__Available records__

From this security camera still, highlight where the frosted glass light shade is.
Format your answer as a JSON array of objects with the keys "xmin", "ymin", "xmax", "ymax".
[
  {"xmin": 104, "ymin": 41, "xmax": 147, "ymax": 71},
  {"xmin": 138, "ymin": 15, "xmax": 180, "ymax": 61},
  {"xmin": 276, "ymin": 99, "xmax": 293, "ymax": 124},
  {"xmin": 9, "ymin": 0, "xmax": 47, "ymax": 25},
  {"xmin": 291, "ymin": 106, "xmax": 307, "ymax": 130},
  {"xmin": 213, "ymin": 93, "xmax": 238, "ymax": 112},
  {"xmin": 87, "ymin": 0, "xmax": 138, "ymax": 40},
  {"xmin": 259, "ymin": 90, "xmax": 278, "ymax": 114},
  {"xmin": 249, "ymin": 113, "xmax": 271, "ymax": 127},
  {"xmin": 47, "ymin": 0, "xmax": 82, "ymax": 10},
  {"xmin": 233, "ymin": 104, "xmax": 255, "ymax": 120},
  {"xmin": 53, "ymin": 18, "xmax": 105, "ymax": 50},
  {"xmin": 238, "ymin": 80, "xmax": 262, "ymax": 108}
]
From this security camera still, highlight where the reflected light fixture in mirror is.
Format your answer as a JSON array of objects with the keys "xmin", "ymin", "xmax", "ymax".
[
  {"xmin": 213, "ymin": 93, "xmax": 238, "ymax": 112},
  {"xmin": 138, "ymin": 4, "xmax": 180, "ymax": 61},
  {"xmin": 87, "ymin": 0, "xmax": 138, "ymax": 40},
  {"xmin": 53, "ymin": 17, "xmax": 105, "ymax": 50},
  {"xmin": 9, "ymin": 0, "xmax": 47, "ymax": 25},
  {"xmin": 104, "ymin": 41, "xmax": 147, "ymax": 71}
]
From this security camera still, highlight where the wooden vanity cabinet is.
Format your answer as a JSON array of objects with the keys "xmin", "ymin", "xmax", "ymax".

__Written problem__
Reproduce the lines above verbatim, with no changes of any kind.

__Right answer__
From this security camera still, highlight where the frosted glass light shade is.
Format your answer as a JSON array of objects with the keys "xmin", "ymin", "xmax", "ymax".
[
  {"xmin": 104, "ymin": 41, "xmax": 147, "ymax": 71},
  {"xmin": 138, "ymin": 15, "xmax": 180, "ymax": 61},
  {"xmin": 276, "ymin": 99, "xmax": 293, "ymax": 124},
  {"xmin": 9, "ymin": 0, "xmax": 47, "ymax": 25},
  {"xmin": 291, "ymin": 106, "xmax": 307, "ymax": 130},
  {"xmin": 213, "ymin": 93, "xmax": 238, "ymax": 112},
  {"xmin": 87, "ymin": 0, "xmax": 138, "ymax": 40},
  {"xmin": 259, "ymin": 90, "xmax": 278, "ymax": 114},
  {"xmin": 249, "ymin": 113, "xmax": 271, "ymax": 127},
  {"xmin": 47, "ymin": 0, "xmax": 82, "ymax": 10},
  {"xmin": 233, "ymin": 104, "xmax": 255, "ymax": 120},
  {"xmin": 53, "ymin": 18, "xmax": 105, "ymax": 50},
  {"xmin": 238, "ymin": 80, "xmax": 262, "ymax": 108}
]
From this security camera still, highlight where the reflected light fixture in mirror is.
Format your answer as a JSON array of objects with the keys "xmin", "ymin", "xmax", "ymax".
[
  {"xmin": 213, "ymin": 93, "xmax": 238, "ymax": 112},
  {"xmin": 138, "ymin": 4, "xmax": 180, "ymax": 61},
  {"xmin": 87, "ymin": 0, "xmax": 138, "ymax": 40},
  {"xmin": 53, "ymin": 17, "xmax": 105, "ymax": 50},
  {"xmin": 9, "ymin": 0, "xmax": 47, "ymax": 25},
  {"xmin": 104, "ymin": 41, "xmax": 147, "ymax": 71}
]
From this security camera still, highlight where the wooden vanity cabinet is.
Format your answer as a JSON array of objects with the keys "xmin", "ymin", "xmax", "ymax".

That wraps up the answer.